Count the lines in the records below that contain the word "prove" and give only that number.

---------- RECORDS SHOWN

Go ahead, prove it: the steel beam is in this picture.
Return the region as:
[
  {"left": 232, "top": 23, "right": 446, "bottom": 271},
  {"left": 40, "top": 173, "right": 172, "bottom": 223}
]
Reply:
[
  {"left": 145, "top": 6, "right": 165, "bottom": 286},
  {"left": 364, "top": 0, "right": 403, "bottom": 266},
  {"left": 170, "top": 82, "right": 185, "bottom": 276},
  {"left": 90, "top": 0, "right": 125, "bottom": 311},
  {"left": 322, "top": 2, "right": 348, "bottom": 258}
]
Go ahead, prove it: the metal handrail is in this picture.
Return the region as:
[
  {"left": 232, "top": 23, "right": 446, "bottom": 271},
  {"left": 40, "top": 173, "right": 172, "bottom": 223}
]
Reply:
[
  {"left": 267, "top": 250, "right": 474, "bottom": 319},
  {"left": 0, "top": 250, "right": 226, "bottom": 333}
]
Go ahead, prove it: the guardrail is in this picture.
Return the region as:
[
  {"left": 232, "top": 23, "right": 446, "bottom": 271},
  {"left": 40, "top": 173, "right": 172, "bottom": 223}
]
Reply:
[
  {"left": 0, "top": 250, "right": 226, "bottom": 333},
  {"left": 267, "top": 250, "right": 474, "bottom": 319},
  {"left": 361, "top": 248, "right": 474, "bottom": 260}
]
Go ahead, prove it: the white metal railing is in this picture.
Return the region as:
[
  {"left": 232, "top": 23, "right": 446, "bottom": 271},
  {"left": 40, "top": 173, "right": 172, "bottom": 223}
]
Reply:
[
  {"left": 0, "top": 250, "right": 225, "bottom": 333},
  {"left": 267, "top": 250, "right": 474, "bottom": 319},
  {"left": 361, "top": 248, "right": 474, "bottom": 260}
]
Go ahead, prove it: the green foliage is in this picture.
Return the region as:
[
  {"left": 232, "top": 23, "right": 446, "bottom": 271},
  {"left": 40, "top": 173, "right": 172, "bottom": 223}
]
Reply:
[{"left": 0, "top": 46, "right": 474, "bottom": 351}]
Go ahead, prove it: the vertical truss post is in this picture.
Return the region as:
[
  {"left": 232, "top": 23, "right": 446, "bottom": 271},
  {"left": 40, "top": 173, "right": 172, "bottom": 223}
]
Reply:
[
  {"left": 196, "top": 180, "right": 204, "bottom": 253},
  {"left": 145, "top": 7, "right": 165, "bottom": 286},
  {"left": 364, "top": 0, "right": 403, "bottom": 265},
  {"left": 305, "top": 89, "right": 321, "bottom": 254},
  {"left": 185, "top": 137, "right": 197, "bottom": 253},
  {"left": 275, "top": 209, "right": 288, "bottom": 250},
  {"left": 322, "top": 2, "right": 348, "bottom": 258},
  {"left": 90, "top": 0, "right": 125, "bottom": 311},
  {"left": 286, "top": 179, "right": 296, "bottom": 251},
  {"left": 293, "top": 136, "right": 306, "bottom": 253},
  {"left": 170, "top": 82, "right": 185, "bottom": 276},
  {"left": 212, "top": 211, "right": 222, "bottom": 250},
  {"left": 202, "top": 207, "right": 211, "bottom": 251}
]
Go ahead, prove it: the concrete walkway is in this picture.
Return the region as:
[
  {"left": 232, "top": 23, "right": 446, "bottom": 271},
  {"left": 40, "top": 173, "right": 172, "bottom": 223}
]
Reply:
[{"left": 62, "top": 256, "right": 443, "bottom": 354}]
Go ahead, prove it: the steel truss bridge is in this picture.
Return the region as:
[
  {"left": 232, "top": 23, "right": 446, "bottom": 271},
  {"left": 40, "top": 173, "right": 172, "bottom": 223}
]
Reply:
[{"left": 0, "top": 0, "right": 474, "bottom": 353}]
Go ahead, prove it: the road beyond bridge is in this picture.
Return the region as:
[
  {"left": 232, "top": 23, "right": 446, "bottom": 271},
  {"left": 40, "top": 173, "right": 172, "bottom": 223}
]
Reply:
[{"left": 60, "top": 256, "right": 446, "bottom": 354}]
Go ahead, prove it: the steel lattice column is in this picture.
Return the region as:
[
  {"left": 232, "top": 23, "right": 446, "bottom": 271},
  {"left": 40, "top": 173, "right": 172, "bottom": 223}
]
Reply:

--------------------

RESULT:
10